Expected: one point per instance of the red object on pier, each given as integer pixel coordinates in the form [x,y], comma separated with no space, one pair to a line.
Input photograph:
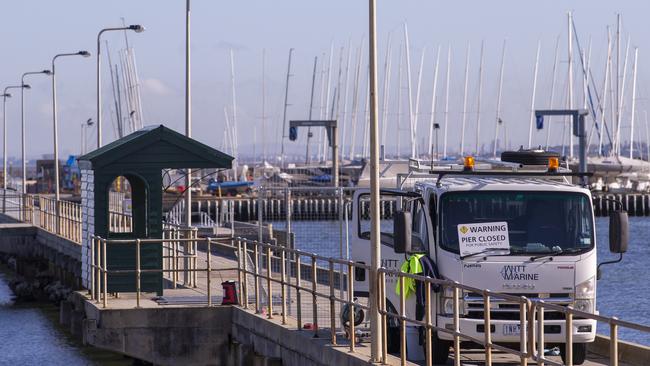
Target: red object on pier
[229,293]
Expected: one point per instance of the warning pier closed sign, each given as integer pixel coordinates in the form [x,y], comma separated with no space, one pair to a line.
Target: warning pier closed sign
[475,238]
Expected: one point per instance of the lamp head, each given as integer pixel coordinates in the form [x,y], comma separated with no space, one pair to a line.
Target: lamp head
[137,28]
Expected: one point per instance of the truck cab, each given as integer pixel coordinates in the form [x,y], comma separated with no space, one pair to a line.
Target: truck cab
[510,228]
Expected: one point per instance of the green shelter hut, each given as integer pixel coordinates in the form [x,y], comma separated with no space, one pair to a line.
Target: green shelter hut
[139,158]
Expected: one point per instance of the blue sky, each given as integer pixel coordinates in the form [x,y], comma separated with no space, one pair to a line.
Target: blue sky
[36,30]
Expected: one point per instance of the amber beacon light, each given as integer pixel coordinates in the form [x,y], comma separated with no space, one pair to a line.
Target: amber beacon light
[468,163]
[553,164]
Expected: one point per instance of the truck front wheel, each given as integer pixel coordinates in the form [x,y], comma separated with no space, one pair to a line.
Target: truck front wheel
[579,353]
[440,349]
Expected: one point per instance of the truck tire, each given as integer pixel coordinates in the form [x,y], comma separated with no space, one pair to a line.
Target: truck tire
[440,350]
[528,157]
[579,353]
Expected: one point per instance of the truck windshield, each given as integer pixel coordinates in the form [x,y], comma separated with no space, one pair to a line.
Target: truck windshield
[537,222]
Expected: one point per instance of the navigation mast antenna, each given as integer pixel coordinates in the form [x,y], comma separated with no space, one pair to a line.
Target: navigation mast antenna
[532,99]
[498,120]
[432,118]
[462,129]
[478,107]
[284,113]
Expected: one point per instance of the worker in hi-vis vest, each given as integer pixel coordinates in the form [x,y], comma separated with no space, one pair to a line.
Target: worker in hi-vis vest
[419,264]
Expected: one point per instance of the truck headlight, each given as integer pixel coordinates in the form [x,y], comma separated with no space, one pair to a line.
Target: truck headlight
[586,290]
[586,305]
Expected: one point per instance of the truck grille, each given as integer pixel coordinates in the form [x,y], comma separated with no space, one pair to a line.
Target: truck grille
[508,310]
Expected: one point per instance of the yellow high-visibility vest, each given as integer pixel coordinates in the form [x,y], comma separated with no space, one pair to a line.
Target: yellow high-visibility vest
[413,266]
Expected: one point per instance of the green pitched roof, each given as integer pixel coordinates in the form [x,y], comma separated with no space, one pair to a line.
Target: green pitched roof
[157,147]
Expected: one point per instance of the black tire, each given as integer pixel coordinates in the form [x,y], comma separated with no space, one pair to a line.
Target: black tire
[440,349]
[529,157]
[579,353]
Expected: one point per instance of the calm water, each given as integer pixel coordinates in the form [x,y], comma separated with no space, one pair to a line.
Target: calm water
[623,290]
[29,336]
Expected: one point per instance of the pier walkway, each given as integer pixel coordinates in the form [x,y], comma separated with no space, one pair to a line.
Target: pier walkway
[288,301]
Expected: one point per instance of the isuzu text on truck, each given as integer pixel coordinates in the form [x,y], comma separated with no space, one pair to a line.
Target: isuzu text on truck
[519,227]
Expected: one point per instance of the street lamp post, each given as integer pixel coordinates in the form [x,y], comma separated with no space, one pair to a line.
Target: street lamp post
[55,130]
[138,29]
[6,95]
[22,116]
[84,125]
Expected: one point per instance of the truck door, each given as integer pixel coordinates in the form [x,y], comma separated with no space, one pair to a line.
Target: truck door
[360,234]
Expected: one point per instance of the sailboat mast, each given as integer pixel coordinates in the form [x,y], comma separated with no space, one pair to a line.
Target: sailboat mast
[444,143]
[532,98]
[478,107]
[603,102]
[553,83]
[263,105]
[408,86]
[636,58]
[386,91]
[570,58]
[284,113]
[462,130]
[417,101]
[433,102]
[498,119]
[311,108]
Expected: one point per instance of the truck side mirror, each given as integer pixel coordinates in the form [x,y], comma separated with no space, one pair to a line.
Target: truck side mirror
[402,232]
[618,232]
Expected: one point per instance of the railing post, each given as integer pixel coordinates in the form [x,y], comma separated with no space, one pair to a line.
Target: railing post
[613,342]
[351,305]
[137,272]
[209,271]
[456,325]
[540,333]
[98,276]
[569,336]
[523,330]
[384,316]
[283,280]
[245,287]
[256,253]
[105,272]
[402,315]
[92,267]
[269,275]
[298,294]
[314,278]
[427,319]
[332,303]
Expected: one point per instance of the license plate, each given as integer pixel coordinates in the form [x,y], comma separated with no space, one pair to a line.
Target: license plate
[511,329]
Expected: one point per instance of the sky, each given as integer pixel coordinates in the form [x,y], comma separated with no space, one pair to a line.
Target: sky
[35,30]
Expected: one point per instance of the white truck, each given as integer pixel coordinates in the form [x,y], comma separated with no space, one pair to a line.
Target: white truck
[518,227]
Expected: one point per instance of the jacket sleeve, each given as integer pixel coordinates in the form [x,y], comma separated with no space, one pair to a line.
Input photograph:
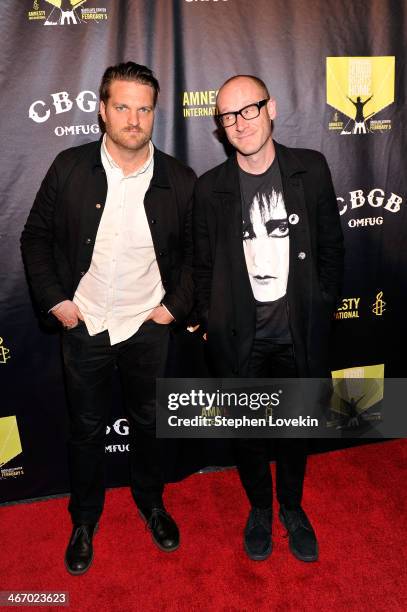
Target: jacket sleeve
[202,257]
[330,253]
[180,300]
[37,245]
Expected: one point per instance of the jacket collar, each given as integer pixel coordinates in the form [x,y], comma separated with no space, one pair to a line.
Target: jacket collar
[228,177]
[160,174]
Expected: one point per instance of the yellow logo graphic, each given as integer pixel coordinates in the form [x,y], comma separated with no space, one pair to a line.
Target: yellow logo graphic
[359,87]
[378,307]
[66,12]
[4,352]
[357,393]
[10,445]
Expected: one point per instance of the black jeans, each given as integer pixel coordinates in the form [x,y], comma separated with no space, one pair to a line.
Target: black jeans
[269,360]
[90,363]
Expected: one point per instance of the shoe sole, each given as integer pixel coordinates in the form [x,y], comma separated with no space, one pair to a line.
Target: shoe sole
[255,557]
[163,548]
[305,558]
[80,572]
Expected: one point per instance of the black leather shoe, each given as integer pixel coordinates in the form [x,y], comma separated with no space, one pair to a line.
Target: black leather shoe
[79,554]
[257,534]
[302,538]
[164,530]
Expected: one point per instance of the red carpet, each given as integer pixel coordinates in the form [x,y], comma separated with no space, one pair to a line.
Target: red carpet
[355,498]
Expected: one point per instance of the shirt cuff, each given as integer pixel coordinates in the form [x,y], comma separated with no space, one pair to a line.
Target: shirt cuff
[54,308]
[164,306]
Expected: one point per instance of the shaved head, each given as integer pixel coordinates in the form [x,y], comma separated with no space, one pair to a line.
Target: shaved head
[241,77]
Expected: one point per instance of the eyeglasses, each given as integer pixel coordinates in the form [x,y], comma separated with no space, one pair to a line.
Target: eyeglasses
[251,111]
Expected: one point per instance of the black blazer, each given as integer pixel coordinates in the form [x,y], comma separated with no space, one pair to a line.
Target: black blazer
[224,297]
[59,236]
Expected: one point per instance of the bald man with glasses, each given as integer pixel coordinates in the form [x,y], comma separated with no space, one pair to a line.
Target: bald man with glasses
[268,266]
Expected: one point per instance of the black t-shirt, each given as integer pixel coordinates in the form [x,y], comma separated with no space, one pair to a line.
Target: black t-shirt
[266,249]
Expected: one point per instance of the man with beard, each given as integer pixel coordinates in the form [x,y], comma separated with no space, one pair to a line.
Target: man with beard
[107,248]
[268,265]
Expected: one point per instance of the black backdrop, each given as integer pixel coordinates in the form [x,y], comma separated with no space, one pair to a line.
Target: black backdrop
[314,55]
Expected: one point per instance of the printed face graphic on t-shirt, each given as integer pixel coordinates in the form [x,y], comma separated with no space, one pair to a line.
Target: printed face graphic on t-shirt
[266,246]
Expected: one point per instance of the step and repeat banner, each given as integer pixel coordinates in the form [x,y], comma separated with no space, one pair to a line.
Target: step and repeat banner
[337,71]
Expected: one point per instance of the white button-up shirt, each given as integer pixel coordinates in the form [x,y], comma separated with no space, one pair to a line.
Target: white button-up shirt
[123,283]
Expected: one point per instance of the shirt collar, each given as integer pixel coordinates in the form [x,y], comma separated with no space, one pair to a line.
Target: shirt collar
[109,163]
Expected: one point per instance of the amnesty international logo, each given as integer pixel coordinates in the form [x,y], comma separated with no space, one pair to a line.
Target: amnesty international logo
[358,88]
[4,352]
[199,103]
[378,306]
[10,446]
[357,397]
[65,12]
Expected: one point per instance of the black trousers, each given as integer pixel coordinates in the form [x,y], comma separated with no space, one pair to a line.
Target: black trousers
[90,363]
[269,360]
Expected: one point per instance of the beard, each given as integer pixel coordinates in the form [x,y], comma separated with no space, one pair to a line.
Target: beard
[132,139]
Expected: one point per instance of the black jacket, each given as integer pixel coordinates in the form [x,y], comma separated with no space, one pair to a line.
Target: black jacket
[59,236]
[223,292]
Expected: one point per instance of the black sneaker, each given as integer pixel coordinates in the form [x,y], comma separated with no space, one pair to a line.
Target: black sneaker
[302,538]
[257,534]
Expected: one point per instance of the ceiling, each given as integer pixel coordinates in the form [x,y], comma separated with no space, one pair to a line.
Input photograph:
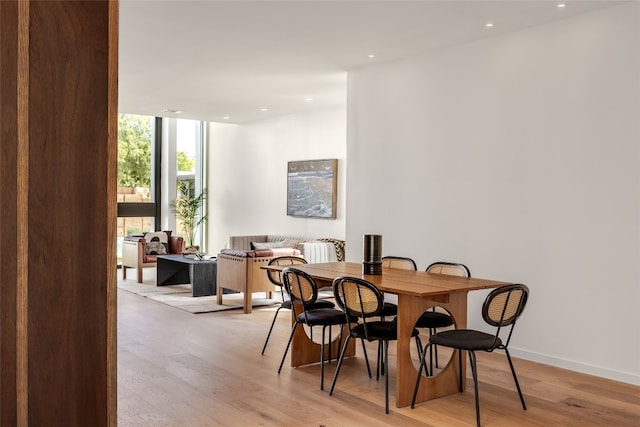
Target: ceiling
[226,61]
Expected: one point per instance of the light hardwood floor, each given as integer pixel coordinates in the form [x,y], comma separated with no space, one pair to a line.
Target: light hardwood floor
[182,369]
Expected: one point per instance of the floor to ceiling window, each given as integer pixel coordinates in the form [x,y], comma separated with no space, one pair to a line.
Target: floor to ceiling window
[136,195]
[153,154]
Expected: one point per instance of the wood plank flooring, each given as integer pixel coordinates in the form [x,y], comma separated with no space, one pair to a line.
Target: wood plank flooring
[182,369]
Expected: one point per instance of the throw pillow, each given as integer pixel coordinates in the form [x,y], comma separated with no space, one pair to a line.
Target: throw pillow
[157,237]
[155,248]
[266,245]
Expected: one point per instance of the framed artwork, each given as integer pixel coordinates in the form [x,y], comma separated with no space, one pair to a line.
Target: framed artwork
[311,188]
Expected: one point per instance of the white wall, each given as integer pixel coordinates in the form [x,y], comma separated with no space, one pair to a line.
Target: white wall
[519,156]
[248,174]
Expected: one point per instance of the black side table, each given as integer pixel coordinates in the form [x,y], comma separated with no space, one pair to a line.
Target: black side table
[179,269]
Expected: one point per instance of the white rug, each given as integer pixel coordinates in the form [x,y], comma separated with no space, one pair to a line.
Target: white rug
[179,296]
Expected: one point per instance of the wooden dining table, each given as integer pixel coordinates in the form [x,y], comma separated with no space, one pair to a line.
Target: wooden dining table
[417,291]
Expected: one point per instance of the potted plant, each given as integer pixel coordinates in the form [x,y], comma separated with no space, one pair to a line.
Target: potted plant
[187,206]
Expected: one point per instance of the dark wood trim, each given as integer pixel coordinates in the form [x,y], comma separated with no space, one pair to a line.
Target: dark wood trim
[58,80]
[112,182]
[8,214]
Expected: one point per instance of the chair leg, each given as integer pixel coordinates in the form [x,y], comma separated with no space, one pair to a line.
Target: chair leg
[431,331]
[293,330]
[273,322]
[380,362]
[460,378]
[422,365]
[322,356]
[435,352]
[366,358]
[515,378]
[419,345]
[386,377]
[340,359]
[472,359]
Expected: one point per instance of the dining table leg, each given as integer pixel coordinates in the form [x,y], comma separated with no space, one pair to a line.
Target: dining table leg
[447,381]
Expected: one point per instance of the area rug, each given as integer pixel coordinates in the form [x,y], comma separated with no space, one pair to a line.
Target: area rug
[179,296]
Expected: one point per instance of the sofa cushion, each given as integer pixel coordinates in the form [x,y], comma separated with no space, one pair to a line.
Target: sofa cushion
[266,245]
[155,248]
[161,237]
[237,252]
[274,252]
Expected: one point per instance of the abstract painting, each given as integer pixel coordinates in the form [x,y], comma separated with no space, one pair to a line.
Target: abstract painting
[311,188]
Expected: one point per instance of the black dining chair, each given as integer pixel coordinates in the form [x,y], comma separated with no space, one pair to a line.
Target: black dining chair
[275,277]
[302,289]
[502,307]
[361,301]
[433,320]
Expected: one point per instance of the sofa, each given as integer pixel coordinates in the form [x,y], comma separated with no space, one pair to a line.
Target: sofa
[240,265]
[140,251]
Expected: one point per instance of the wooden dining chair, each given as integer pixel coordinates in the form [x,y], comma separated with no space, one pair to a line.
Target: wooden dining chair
[432,320]
[502,307]
[302,289]
[362,301]
[275,277]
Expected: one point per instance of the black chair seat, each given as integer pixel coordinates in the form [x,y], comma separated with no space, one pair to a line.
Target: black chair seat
[379,330]
[433,319]
[389,310]
[466,339]
[313,306]
[322,317]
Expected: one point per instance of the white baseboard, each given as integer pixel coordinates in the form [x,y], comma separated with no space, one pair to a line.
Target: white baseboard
[572,365]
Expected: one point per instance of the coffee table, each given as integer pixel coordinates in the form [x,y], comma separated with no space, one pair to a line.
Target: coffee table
[180,269]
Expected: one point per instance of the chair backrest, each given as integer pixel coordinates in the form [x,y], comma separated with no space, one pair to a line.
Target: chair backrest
[450,268]
[399,262]
[504,305]
[275,277]
[357,297]
[300,286]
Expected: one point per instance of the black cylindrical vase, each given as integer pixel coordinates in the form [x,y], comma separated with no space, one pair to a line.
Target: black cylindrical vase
[372,254]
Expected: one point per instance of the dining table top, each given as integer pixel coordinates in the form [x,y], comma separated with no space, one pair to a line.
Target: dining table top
[397,281]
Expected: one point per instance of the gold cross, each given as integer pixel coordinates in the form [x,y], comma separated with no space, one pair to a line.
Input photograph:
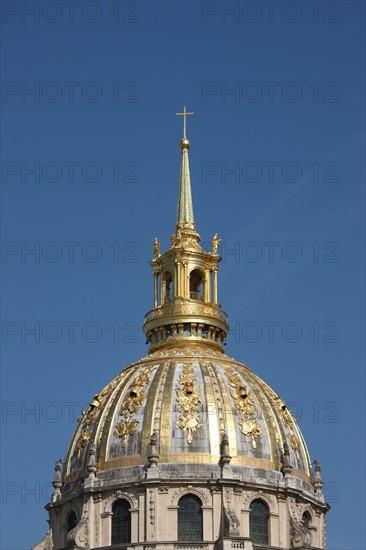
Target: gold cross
[184,115]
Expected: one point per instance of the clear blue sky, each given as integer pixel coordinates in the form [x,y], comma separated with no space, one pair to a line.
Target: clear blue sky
[100,131]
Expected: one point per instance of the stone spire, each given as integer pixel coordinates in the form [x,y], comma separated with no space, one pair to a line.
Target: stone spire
[185,217]
[186,308]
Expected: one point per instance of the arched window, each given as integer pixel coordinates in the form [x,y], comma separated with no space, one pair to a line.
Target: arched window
[306,519]
[258,522]
[190,519]
[121,522]
[196,285]
[72,521]
[167,282]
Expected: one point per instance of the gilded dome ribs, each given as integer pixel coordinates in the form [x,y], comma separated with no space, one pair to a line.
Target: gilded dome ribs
[132,403]
[188,399]
[245,406]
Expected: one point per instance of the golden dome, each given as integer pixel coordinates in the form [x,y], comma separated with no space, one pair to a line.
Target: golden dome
[187,402]
[190,397]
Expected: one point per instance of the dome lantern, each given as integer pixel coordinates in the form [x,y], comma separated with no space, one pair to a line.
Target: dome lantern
[186,449]
[186,308]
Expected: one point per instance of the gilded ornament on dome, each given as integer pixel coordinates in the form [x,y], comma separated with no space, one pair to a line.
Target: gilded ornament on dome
[157,253]
[215,244]
[131,405]
[295,444]
[188,399]
[244,404]
[81,443]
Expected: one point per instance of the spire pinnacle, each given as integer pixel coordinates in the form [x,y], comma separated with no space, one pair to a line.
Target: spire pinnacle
[185,217]
[184,115]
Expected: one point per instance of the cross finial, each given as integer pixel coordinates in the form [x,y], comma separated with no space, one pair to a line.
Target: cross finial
[184,115]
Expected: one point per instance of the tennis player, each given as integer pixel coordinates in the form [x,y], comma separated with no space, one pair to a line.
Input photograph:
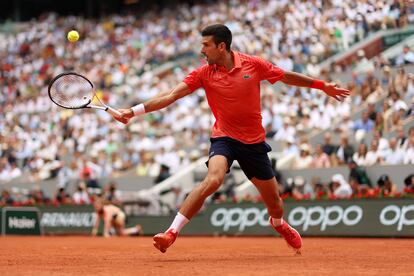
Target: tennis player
[231,81]
[114,219]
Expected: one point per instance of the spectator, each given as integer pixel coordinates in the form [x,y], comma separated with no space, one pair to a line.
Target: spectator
[409,184]
[81,196]
[328,147]
[401,138]
[290,148]
[394,155]
[286,132]
[409,152]
[341,188]
[304,159]
[386,186]
[374,156]
[6,198]
[301,188]
[345,150]
[320,159]
[360,157]
[112,194]
[358,178]
[365,123]
[62,197]
[406,57]
[164,174]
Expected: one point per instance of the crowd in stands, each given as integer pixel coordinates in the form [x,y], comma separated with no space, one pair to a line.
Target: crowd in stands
[81,196]
[39,140]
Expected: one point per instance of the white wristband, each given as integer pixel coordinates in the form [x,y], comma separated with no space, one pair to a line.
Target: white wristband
[138,109]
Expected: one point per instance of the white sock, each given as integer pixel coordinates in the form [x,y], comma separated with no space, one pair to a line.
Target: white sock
[277,222]
[179,222]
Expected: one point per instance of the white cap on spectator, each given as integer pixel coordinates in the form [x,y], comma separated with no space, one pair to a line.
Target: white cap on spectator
[360,135]
[299,181]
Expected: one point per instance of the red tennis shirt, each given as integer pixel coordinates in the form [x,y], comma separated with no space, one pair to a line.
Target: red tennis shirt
[234,96]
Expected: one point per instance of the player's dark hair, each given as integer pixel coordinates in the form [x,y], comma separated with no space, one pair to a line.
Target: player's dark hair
[220,33]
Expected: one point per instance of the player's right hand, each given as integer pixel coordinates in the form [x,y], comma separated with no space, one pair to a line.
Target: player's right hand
[127,113]
[121,119]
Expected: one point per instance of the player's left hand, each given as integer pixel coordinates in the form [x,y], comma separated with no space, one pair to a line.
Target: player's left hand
[334,91]
[121,119]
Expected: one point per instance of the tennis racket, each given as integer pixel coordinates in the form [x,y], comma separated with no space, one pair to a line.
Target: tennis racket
[74,91]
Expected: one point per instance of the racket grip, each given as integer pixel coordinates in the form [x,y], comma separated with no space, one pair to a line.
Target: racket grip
[113,112]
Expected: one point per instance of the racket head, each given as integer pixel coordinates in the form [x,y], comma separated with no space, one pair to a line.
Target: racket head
[71,90]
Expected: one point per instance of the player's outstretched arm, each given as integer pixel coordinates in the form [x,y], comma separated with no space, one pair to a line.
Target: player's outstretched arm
[158,102]
[331,89]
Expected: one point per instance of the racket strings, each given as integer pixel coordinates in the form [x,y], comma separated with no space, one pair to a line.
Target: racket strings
[71,91]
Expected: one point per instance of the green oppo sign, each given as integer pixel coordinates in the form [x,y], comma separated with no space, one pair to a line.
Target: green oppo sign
[20,221]
[369,218]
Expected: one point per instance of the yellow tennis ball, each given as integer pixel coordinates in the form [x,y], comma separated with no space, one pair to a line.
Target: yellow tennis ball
[73,36]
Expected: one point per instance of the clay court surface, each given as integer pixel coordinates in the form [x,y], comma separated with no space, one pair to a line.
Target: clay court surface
[204,256]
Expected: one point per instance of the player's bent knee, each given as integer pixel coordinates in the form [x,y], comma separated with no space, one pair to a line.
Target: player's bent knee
[210,185]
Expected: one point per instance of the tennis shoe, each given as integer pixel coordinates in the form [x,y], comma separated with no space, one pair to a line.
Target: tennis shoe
[291,236]
[164,240]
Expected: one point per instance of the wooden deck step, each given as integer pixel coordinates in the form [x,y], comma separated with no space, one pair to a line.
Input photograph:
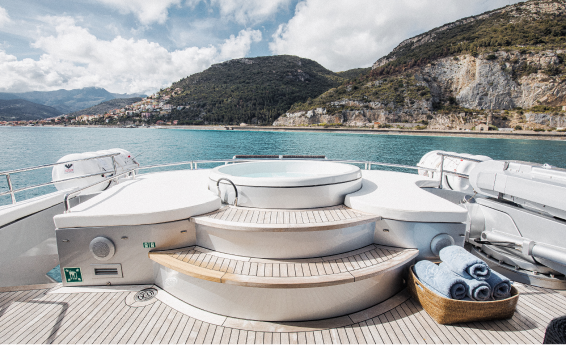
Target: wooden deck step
[254,219]
[344,268]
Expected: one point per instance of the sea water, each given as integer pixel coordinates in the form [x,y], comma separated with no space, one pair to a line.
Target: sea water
[31,146]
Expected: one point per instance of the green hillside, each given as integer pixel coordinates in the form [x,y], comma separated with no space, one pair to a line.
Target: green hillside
[354,73]
[254,90]
[104,107]
[20,109]
[527,27]
[531,25]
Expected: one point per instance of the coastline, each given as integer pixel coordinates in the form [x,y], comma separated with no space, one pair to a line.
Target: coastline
[525,135]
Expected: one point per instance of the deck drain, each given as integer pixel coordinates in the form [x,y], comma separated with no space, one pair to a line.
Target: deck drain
[145,295]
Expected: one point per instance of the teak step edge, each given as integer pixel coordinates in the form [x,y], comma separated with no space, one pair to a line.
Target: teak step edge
[338,269]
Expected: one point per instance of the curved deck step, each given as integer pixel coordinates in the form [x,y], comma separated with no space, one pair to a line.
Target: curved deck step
[343,268]
[254,219]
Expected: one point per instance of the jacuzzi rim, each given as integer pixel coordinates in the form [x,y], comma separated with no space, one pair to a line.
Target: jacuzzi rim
[302,186]
[352,173]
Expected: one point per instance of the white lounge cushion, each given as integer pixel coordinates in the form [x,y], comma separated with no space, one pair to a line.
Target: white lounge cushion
[398,196]
[13,212]
[148,199]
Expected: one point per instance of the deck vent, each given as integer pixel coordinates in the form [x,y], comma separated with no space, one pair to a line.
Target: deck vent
[102,248]
[145,294]
[107,270]
[440,241]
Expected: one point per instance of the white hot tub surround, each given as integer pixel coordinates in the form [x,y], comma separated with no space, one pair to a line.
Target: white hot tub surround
[287,184]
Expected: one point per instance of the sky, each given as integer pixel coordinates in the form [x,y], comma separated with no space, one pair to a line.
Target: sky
[141,46]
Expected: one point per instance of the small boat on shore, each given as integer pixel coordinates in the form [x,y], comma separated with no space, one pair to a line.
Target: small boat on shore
[279,248]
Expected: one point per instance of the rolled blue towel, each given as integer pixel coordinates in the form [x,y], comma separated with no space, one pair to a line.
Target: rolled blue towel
[476,290]
[442,281]
[500,285]
[464,263]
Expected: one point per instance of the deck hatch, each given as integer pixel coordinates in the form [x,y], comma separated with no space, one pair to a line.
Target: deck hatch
[107,271]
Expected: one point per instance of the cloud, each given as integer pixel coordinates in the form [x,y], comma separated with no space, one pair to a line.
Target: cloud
[342,36]
[249,11]
[4,17]
[74,58]
[147,11]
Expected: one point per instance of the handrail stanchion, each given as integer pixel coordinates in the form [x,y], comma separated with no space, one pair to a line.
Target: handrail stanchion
[441,171]
[115,169]
[11,188]
[233,185]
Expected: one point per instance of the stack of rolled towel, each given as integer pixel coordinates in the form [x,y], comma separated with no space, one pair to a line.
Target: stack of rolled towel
[462,276]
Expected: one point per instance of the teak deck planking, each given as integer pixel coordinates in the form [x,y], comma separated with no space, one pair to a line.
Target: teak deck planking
[47,317]
[351,266]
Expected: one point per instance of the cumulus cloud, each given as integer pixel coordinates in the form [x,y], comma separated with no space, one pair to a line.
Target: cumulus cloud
[74,58]
[341,36]
[249,11]
[4,18]
[241,11]
[147,11]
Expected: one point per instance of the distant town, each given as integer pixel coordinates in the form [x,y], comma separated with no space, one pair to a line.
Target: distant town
[152,110]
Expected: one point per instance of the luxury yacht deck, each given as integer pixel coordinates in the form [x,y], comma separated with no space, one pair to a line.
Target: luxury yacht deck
[52,314]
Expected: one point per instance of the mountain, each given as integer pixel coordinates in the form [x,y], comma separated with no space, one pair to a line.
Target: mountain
[106,106]
[250,90]
[502,67]
[354,73]
[20,109]
[67,101]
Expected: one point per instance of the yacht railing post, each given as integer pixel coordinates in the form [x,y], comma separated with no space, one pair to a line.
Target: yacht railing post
[441,170]
[11,189]
[115,169]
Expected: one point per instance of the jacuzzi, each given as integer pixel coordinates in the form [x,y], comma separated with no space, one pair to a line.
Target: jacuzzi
[286,184]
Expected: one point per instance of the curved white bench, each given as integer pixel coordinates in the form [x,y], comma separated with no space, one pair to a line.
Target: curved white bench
[399,196]
[148,199]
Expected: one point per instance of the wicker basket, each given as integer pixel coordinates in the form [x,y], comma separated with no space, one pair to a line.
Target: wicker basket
[448,311]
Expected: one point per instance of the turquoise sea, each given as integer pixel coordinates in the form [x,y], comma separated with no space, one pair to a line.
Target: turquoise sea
[30,146]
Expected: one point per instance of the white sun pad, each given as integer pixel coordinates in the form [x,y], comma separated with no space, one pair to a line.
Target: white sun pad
[13,212]
[148,199]
[400,196]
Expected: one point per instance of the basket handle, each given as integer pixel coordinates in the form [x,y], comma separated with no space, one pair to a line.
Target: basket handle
[418,283]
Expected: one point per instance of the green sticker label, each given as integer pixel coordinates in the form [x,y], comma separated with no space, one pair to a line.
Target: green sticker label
[73,274]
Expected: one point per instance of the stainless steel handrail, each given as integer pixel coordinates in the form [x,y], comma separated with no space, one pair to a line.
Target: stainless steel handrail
[73,193]
[52,182]
[233,185]
[442,171]
[59,163]
[13,191]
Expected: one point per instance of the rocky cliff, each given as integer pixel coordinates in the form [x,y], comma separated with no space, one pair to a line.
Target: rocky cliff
[500,83]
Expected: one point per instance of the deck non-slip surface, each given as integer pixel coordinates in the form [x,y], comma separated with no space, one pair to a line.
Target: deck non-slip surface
[41,316]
********************
Please output the lines of the listing above that fall in the stretch from the one with "Expected: one point per instance of the racket grip, each" through the one with "Expected: one point per instance of the racket head, each", exactly and only those.

§ Answer to this task
Expected: one point per instance of the racket grip, each given as integer pixel coordinates in the form [x,y], comma separated with no space, one pair to a line.
Target: racket grip
[113,112]
Expected: one point per instance of the racket head, each given as integer pixel coordinates in the form [x,y], comma separated with no space, one pair to a line.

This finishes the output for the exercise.